# [Try it]
Go to the line below containing "[locate] pumpkin stem" and print exactly from there through the line containing "Target: pumpkin stem", both included. Print nothing else.
(Recorded data Opens)
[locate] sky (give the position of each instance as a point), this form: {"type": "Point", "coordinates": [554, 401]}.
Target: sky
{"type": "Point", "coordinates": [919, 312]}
(Recorded data Closes)
(Recorded data Opens)
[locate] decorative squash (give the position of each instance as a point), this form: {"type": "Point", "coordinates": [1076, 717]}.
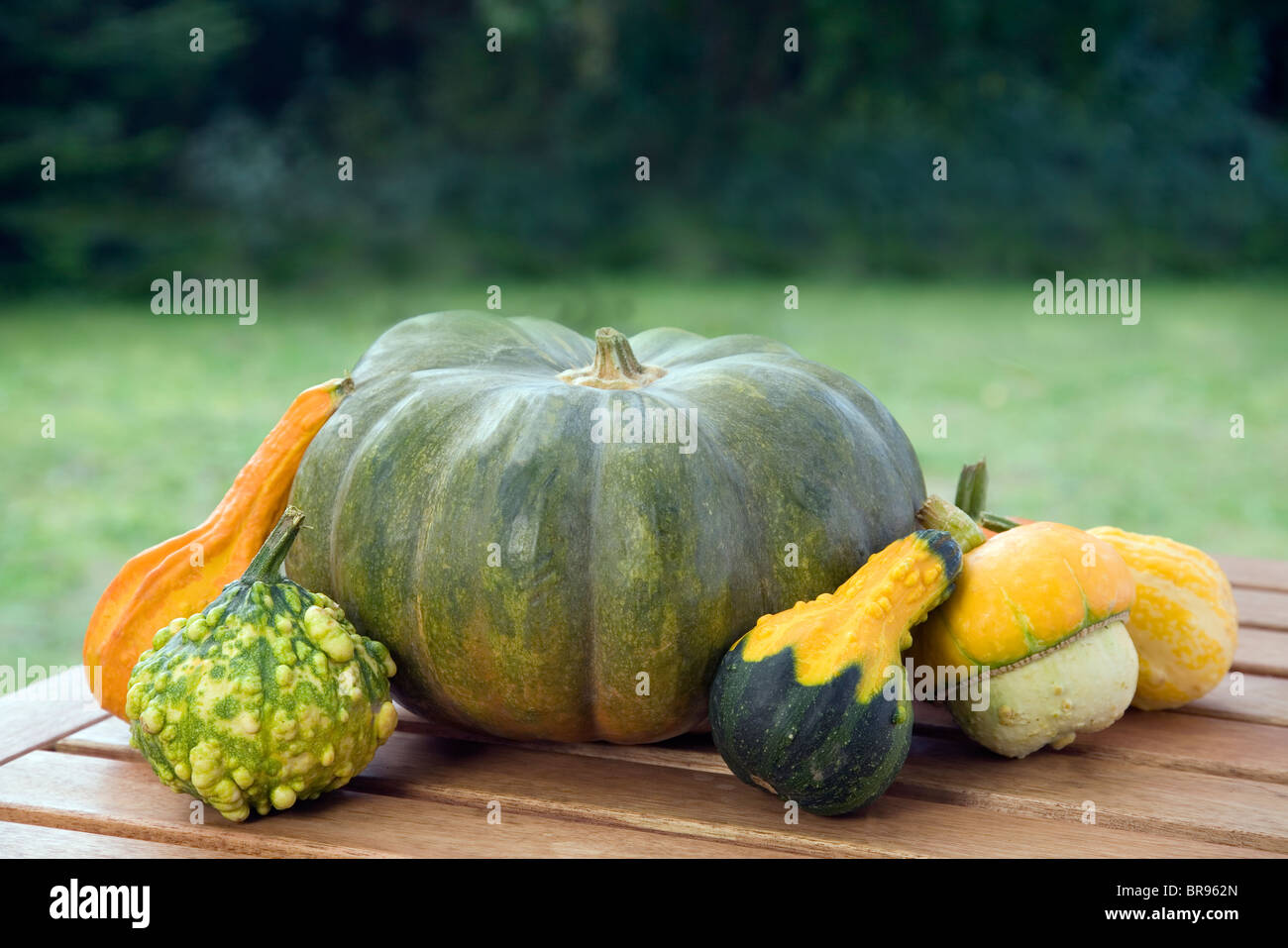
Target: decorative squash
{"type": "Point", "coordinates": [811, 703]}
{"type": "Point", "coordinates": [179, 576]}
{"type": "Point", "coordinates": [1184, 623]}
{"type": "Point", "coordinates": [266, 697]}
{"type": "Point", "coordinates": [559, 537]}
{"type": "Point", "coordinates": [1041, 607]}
(Recorded data Closes)
(Recorded data Opens)
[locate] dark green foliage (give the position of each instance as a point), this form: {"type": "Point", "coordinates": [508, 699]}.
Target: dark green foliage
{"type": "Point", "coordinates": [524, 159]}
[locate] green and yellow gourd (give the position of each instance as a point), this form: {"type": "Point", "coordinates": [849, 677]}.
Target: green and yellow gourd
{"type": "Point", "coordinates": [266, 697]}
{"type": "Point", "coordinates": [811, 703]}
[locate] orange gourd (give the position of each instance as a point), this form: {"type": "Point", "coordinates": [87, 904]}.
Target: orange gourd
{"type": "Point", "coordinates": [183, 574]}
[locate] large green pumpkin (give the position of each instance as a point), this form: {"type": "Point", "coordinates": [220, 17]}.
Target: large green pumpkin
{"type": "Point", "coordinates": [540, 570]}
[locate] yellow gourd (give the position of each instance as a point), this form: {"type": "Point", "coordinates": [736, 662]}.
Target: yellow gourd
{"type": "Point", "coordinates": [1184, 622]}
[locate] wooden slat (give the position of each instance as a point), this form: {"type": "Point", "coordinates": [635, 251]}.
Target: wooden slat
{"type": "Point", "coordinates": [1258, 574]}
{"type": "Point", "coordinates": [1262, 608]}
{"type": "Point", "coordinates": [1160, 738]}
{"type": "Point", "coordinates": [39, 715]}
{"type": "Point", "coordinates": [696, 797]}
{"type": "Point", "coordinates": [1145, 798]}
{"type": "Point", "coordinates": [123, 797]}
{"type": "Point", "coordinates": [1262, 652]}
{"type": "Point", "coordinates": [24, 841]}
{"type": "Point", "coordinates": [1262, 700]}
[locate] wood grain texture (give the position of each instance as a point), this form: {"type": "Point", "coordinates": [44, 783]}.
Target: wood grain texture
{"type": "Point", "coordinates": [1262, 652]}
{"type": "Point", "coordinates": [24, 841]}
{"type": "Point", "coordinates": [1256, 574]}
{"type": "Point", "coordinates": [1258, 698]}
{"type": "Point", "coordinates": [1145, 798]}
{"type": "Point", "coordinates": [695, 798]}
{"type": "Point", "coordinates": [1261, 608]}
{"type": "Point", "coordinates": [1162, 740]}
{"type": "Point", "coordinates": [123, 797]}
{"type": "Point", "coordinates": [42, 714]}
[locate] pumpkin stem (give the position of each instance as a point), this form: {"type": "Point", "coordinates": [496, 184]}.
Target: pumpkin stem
(Recorded data Closes)
# [Solution for this problem]
[locate] pumpkin stem (give the position of each instance as a point), this form: {"type": "Point", "coordinates": [496, 184]}.
Target: pumpkin stem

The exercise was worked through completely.